[[ Text passage open ]]

Research Group

  • Dr. Matthias W. Hoffmann, Principal Investigator
  • Prof. Reinhold Förster, Co-Investigator


  • Medizinische Hochschule Hannover, Hannover, Germany


  • Chemokines and their Receptors as Therapeutic Targets to Prevent Allograft Rejection

T lymphocytes play a central role in the rejection of organ allografts. To be activated, antigen-unexperienced (naive) T lymphocytes migrate to secondary lymphoid organs, such as lymph nodes, the spleen, Peyer’s patches, or tonsils. There, naive T lymphocytes are activated by antigen-presenting cells that carry foreign antigens from the graft to these secondary lymphoid organs. Since migration of naive T lymphocytes to secondary lymphoid organs critically depends on chemotactic lymphokines (chemokines), one strategy to block T lymphocyte activation consists of the blockade of these chemokines or their receptors.

The chemokine receptor required for migration of naive T lymphocytes into secondary lymphoid organs is CCR7. Therefore, the main topic of the research proposal will be to study to what extent allogeneic skin and heart grafts will be accepted in CCR7-deficient mice, and how this is effected. These results will be used to develop therapeutic strategies to prevent the rejection of organ allografts at a very early point in T cell activation. This treatment strategy would spare the immunosuppression of beneficial antigen-experienced (memory) T lymphocytes and would maintain their anti-bacterial, anti-viral or anti-tumour activities.

[[ Text passage closed ]]

Task instructions =>
1. According to the research summary, which chemokine receptor do naive T lymphocytes need to migrate into secondary lymphoid organs?
2. Print the part of the research summary that begins at the words "T lymphocytes play" and ends after the words "or their receptors.", copying it word for word.

[[ Records open ]]

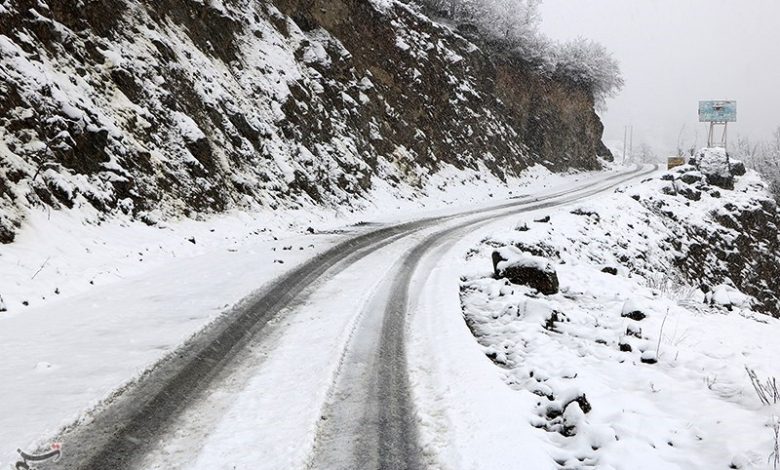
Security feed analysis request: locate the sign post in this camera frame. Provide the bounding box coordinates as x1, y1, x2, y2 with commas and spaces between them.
699, 101, 737, 149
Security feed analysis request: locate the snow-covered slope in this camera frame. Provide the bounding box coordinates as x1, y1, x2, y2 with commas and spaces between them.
461, 150, 780, 470
0, 0, 603, 242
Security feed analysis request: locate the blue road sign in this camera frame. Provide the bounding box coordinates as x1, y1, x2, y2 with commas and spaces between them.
699, 101, 737, 122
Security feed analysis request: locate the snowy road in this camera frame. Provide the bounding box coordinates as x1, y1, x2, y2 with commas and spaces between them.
47, 165, 654, 469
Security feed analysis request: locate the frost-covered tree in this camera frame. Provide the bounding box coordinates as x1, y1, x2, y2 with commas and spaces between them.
419, 0, 542, 55
416, 0, 623, 104
555, 38, 623, 103
735, 127, 780, 201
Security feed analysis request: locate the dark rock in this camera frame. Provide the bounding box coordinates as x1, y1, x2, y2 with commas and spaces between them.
571, 207, 601, 222
697, 149, 734, 190
493, 250, 559, 295
640, 357, 658, 364
680, 171, 704, 184
620, 310, 647, 321
677, 186, 701, 201
729, 160, 747, 176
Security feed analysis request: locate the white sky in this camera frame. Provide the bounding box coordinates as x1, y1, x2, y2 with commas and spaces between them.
541, 0, 780, 153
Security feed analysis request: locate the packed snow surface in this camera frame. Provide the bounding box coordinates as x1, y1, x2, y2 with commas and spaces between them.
460, 167, 780, 470
0, 162, 612, 465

[[ Records closed ]]

Per-task answers =>
1. CCR7

2.
T lymphocytes play a central role in the rejection of organ allografts. To be activated, antigen-unexperienced (naive) T lymphocytes migrate to secondary lymphoid organs, such as lymph nodes, the spleen, Peyer’s patches, or tonsils. There, naive T lymphocytes are activated by antigen-presenting cells that carry foreign antigens from the graft to these secondary lymphoid organs. Since migration of naive T lymphocytes to secondary lymphoid organs critically depends on chemotactic lymphokines (chemokines), one strategy to block T lymphocyte activation consists of the blockade of these chemokines or their receptors.